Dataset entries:
·····
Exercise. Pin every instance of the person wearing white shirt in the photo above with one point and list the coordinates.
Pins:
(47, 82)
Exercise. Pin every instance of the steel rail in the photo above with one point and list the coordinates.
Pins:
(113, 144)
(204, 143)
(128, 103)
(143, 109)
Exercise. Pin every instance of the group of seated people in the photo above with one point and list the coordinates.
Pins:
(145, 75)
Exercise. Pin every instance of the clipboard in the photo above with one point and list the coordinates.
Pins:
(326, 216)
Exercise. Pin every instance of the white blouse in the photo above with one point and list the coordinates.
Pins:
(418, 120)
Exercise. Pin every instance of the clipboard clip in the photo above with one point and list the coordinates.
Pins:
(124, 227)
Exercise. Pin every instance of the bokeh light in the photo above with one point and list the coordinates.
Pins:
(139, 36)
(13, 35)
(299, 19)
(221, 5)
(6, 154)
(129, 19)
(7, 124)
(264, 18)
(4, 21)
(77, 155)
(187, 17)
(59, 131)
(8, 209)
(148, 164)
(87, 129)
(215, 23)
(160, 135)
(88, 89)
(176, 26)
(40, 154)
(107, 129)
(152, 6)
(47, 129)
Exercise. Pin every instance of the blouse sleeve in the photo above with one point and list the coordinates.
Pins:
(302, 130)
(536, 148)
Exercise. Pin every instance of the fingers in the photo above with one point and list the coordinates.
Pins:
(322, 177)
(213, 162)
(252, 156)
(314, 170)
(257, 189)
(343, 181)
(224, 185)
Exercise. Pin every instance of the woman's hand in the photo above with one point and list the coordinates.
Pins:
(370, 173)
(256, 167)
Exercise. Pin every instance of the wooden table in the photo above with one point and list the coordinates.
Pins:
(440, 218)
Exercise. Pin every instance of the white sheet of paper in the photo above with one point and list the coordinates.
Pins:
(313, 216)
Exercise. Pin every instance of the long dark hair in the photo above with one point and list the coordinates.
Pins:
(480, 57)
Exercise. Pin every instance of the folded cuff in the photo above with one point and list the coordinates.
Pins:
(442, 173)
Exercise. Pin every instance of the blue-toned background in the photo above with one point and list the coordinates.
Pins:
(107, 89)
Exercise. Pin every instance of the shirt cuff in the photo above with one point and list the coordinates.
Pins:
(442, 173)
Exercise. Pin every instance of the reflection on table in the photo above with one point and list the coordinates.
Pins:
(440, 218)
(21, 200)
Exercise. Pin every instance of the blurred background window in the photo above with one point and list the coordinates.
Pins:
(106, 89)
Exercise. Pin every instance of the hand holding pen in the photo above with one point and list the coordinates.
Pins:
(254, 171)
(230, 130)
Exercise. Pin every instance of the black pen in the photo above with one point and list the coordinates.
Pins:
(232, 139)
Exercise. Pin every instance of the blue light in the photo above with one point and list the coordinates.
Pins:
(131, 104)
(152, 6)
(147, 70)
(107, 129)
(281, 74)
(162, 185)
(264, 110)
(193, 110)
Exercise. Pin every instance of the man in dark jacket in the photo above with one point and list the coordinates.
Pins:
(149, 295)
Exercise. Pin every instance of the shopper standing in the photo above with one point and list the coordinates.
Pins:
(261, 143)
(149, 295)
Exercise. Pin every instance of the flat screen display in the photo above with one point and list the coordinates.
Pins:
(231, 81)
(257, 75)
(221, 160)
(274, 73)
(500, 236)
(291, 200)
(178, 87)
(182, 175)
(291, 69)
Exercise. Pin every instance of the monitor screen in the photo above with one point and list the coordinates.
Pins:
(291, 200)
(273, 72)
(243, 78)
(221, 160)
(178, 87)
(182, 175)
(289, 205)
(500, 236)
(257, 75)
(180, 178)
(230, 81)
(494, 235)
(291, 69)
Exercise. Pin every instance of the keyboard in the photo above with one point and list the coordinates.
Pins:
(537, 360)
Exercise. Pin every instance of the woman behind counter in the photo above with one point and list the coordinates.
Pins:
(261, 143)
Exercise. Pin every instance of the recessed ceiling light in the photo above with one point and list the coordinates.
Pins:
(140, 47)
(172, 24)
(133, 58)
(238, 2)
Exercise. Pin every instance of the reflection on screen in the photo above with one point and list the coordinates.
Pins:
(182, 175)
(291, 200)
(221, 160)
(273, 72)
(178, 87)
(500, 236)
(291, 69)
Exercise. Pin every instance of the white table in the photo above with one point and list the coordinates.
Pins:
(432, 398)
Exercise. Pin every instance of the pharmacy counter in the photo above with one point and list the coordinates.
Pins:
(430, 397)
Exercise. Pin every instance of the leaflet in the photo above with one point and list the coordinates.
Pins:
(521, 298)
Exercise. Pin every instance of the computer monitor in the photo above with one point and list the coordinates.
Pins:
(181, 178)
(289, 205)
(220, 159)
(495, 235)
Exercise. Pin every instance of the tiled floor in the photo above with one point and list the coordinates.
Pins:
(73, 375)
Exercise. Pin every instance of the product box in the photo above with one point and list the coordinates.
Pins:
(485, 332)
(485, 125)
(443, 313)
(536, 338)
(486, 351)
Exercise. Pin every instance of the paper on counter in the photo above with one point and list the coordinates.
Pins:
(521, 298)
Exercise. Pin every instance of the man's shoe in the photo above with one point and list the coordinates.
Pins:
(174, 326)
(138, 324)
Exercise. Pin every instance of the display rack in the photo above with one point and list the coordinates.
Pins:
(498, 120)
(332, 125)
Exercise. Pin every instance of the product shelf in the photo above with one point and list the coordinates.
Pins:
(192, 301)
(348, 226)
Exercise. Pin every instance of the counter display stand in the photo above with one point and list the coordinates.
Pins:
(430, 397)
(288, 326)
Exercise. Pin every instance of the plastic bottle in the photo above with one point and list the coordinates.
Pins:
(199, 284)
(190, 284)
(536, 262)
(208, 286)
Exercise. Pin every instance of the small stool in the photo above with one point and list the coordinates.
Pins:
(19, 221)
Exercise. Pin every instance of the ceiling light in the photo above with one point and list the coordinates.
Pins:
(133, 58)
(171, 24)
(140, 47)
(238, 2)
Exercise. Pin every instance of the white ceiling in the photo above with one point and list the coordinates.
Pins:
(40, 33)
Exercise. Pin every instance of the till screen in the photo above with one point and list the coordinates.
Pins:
·····
WHAT IS EXPECTED: With no line skipped, repeat the records exactly.

THE ANSWER:
Exercise. Pin every instance of the person wearing white shirt in the photo above with one point and list the coordinates.
Pins:
(47, 82)
Exercise. Pin every instance of the steel rail in the photo above with one point and list the coordinates.
Pins:
(113, 144)
(204, 143)
(128, 103)
(143, 109)
Exercise. Pin every instance of the group of seated people in the photo above with one point and list the coordinates.
Pins:
(145, 75)
Exercise. Pin every instance of the clipboard in the photo above with one point and list the coordinates.
Pins:
(326, 216)
Exercise. Pin every instance of the white blouse in the photo above with one point and list the coordinates.
Pins:
(418, 120)
Exercise. Pin every instance of the clipboard clip in the photo above with one point and list the coordinates.
Pins:
(124, 227)
Exercise. Pin every instance of the bokeh light in the photo above with one point and list the coordinates.
Pins:
(139, 36)
(13, 35)
(299, 19)
(221, 5)
(6, 154)
(129, 19)
(7, 124)
(264, 18)
(4, 21)
(77, 155)
(187, 17)
(59, 131)
(8, 209)
(148, 164)
(87, 129)
(215, 23)
(160, 135)
(88, 89)
(176, 26)
(40, 154)
(107, 129)
(152, 6)
(47, 129)
Exercise. Pin every instance of the blouse sleeve in the photo above with one point and list the coordinates.
Pins:
(302, 130)
(536, 148)
Exercise. Pin every instance of the fingers in the photo above with one point and list the coordinates.
Pins:
(322, 177)
(213, 162)
(252, 156)
(314, 170)
(257, 189)
(343, 181)
(224, 185)
Exercise. Pin every instance of the woman's hand in the photo above with one point and list the coordinates.
Pins:
(370, 173)
(256, 167)
Exercise. Pin every instance of the wooden table in the photo above with one point and list the coordinates.
Pins:
(440, 218)
Exercise. Pin every instance of the white sheet of paper in the photo above with one point and list the coordinates.
Pins:
(313, 216)
Exercise. Pin every instance of the long dark hair in the photo above with one point and list the coordinates.
Pins:
(480, 57)
Exercise. Pin every instance of the folded cuff in the photo above with one point and list the coordinates.
Pins:
(442, 173)
Exercise. Pin every instance of the blue-toned background in the photo above with one point and list the coordinates.
Pins:
(107, 89)
Exercise. Pin every instance of the shirt cuff in the photo above with one point and list the coordinates.
Pins:
(442, 173)
Exercise. Pin every instance of the reflection on table in the photo above with one point and list the coordinates.
Pins:
(440, 218)
(21, 200)
Exercise. Pin every instance of the blurred background window in the photo above with one point and list the coordinates.
Pins:
(106, 89)
Exercise. Pin every instance of the hand holding pen in the photo above with one point and list the coordinates.
Pins:
(254, 171)
(230, 130)
Exercise. Pin every instance of the black pen in the photo above with one point and list the coordinates.
Pins:
(232, 139)
Exercise. Pin every instance of the blue light in the photo above with one point and list the coordinates.
Pins:
(131, 104)
(152, 6)
(147, 70)
(107, 129)
(281, 74)
(162, 185)
(264, 110)
(193, 110)
Exercise. Pin every instance of the man in dark jacket in the photo above with one point and list the coordinates.
Pins:
(149, 295)
Exercise. Pin every instance of the shopper standing in the photo above with one point and list the coordinates.
Pins:
(261, 143)
(149, 295)
Exercise. Pin every instance of the flat screen display in the photo above with one point and list the coordinates.
Pins:
(231, 81)
(257, 75)
(221, 160)
(274, 73)
(500, 236)
(291, 200)
(178, 87)
(182, 175)
(291, 69)
Exercise. Pin every instance of the monitor screen in the photo above with one point and list the coordinates.
Pins:
(291, 200)
(273, 72)
(243, 78)
(221, 160)
(178, 87)
(182, 175)
(289, 205)
(500, 236)
(257, 75)
(180, 178)
(230, 81)
(494, 235)
(291, 69)
Exercise. Pin every instance of the keyboard in the photo above with one point and list the coordinates.
Pins:
(537, 360)
Exercise. Pin every instance of the woman behind counter in the photo above with one point and list the coordinates.
Pins:
(261, 143)
Exercise. Pin every instance of the recessed ceiling light in the photo above with one point and list the coordinates.
Pins:
(140, 47)
(172, 24)
(133, 58)
(238, 2)
Exercise. Pin every instance of the reflection on screen in the photo above with one point and list the coordinates.
Pins:
(182, 175)
(291, 200)
(221, 160)
(273, 72)
(178, 87)
(500, 236)
(291, 69)
Exercise. Pin every instance of the white table in the photo above with one point and list the coordinates.
Pins:
(432, 398)
Exercise. Pin every instance of the pharmacy counter in the photo above with one point and list the coordinates.
Pins:
(430, 397)
Exercise. Pin every instance of the leaflet in the photo above with one point and list the coordinates.
Pins:
(521, 298)
Exercise. Pin every instance of the computer monitor in the photo above with one point and list the coordinates.
Pins:
(181, 178)
(289, 205)
(220, 159)
(495, 235)
Exercise. Pin every instance of the tiled floor in the photo above with one point and list the coordinates.
Pins:
(73, 375)
Exercise. Pin every instance of the product box in the photo above with one point and list the coordinates.
Pins:
(485, 332)
(485, 125)
(443, 313)
(536, 338)
(486, 351)
Exercise. Pin every instance of the paper on counter in the photo above with one point and list the coordinates.
Pins:
(521, 298)
Exercise. Pin every instance of the man's shoe in the photo above with one point and list the coordinates.
Pins:
(174, 326)
(138, 324)
Exercise. Pin every instance of the display rack in the photo above with one point and list the coordinates.
Pins:
(498, 120)
(332, 125)
Exercise. Pin every instance of the product shelf in the photo above with one point and list the coordinates.
Pins:
(192, 301)
(348, 226)
Exercise. Pin every instance of the counter display stand in the photo above with one point and list the coordinates.
Pins:
(430, 397)
(288, 326)
Exercise. Pin every instance of the plastic bottle in the photo above with one point and list the coordinates.
Pins:
(199, 284)
(190, 284)
(536, 262)
(208, 286)
Exercise. Pin every instance of the small stool in the photo above with one point and list the coordinates.
Pins:
(19, 221)
Exercise. Pin every instance of the ceiling light in the photo above with one point and list the coordinates.
Pins:
(133, 58)
(171, 24)
(140, 47)
(238, 2)
Exercise. Pin every instance of the white ceiling in the photo above with one point and list the coordinates.
Pins:
(40, 33)
Exercise. Pin every instance of the till screen in the photo above with one point and list the coordinates.
Pins:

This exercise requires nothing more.